▶ Exercise instructions: In the investment overview, what happens to the rental income from property held by real estate investment trusts?

== Page extract ==

With all the different options out there with traditional and alternative investments, I wanted to compare and contrast the similarities and differences between cryptocurrencies and traditional assets that trade on stock exchanges.
Investing in assets for profit or wealth creation requires one to have a very specific outlook. If you’re interested in investing in shares or other investment options, then you should first carry out a self-assessment to determine what your personal outlook is.
A quick note, if you’re looking for a way to put all your alternative investments (real estate, startup investments, cryptocurrencies, etc) into an IRA, take a look at Rocket Dollar. They offer Self-Directed IRA’s that will allow you to do that.
In order to determine your outlook, take a look at your:
- Risk appetite: This refers to your risk attitude. Are you a risk seeker or a risk-averse investor? If you are a risk seeker then you would prefer high stakes trading as compared to a risk-averse investor who would look for stable returns and low risk.
- Holding ability: How much is your holding ability? Can you hold your investment for long periods or are you looking to take advantage of short term fluctuations in the market to reap profits?
- Goal: Are you looking for speculative profits or wealth creation? Your goal will determine the type of assets you invest in, so think properly about your goal before investing as this will determine whether you fail or succeed.
Once you have determined your outlook based on these three points, you can then continue to invest into different investment options. By now you are either moving on with a trading mindset to make profits on speculative trading or with an investor mindset to create wealth by investing in well-performing stocks to generate value over time.
Types of Investment Assets
If you seek the advice of a financial advisor, they will tell you about different types of investment assets. It doesn’t matter if you have a trader’s or an investor’s mindset, your portfolio will need to be constructed carefully keeping in mind the risk profile of every asset you own.
Your risk profile will depend on your risk aptitude but even if you are a risk seeker you will need to have a risk mitigation strategy in order to balance out your portfolio. So let us briefly look at some investment assets
- Bonds: Bonds can be issued by the government or corporations. The bonds that are issued by the government are usually very secure and low-risk assets that carry low-interest rates. Bonds issued by corporations may carry high risk and therefore high interest based on the credit rating of the issuer.
- Shares: Shares are perhaps the most widely known investment assets. Shares represent fractional ownership of the business. Investors can generate a return from shares in the form of dividends and profit on the trading of shares. Shares of high value or blue-chip companies are valuable whereas low-value companies have shares that are not very valuable. Share market is susceptible to crashes and therefore investment in shares requires a certain degree of market awareness.
- Commodities: Commodities are investment assets and they include assets such as precious metals, iron ore, oil, coffee, and grains, etc. Investment in commodities depends on the type of commodity. Perishable commodities have low value whereas commodities like oil and gold have relatively stable values. Gold in particular is seen as a safe haven by investors.
- Real estate: Real estate is also an investment asset, it is, however, a high-value asset, and not every investor can invest into real estate. Investors who want to experience returns of real estate but they cannot afford to invest, can instead invest in “Real estate investment trusts” (REIT). These trusts hold real estate and the rental income is distributed as dividends among the REIT shareholders.

===
== Supplied material ==

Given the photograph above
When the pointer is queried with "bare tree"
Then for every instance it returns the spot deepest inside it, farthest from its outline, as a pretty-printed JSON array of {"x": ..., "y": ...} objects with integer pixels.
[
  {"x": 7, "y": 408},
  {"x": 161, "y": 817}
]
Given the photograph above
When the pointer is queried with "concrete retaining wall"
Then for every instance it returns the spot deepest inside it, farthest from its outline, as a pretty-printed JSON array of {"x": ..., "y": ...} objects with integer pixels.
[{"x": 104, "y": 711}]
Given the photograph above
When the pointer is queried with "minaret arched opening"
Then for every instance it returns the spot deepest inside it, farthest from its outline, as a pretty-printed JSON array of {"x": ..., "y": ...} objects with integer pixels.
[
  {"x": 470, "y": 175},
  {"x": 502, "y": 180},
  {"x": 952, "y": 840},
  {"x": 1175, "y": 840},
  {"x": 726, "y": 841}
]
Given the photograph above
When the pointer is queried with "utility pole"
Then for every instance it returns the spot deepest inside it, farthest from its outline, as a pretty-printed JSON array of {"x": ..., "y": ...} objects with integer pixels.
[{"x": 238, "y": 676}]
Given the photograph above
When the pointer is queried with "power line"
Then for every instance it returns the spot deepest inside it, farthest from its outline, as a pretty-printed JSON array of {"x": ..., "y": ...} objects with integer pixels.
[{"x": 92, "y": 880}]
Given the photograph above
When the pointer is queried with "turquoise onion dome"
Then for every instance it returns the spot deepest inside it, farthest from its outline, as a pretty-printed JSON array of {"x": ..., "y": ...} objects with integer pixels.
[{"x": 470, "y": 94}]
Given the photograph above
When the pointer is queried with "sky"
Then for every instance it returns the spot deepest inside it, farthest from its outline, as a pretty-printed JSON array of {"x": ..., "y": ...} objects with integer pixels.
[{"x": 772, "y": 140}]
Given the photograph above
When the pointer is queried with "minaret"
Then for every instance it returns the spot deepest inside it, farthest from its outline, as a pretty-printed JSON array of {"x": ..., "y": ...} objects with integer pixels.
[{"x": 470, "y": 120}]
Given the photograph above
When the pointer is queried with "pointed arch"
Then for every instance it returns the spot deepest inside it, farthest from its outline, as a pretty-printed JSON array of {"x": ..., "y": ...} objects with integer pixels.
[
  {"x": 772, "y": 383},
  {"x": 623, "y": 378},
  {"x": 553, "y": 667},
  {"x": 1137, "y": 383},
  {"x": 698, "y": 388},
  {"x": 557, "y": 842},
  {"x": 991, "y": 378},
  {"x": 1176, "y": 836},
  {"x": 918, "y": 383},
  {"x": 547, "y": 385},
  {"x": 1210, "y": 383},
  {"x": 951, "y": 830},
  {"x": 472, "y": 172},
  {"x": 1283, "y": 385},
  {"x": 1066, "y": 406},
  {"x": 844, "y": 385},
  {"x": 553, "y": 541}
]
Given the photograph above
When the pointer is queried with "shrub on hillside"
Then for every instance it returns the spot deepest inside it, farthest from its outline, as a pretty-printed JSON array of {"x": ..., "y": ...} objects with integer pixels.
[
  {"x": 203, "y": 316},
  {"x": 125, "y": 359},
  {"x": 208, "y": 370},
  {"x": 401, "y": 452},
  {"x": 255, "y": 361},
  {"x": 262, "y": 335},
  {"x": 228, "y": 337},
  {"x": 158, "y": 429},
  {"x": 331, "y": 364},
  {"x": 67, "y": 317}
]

===
== Supplied material ==

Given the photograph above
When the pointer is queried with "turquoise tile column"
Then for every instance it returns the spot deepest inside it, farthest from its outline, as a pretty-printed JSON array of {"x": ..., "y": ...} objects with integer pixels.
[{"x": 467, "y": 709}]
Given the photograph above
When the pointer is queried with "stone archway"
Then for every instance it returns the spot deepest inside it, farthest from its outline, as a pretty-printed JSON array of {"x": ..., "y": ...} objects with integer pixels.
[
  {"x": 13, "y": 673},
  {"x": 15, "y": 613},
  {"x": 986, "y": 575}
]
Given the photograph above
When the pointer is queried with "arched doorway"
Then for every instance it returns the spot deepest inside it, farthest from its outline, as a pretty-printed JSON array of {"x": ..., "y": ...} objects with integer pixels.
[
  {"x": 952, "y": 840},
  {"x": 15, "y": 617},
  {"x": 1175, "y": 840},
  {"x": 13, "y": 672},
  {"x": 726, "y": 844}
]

===

▶ Solution for this exercise: It is distributed as dividends among the REIT shareholders.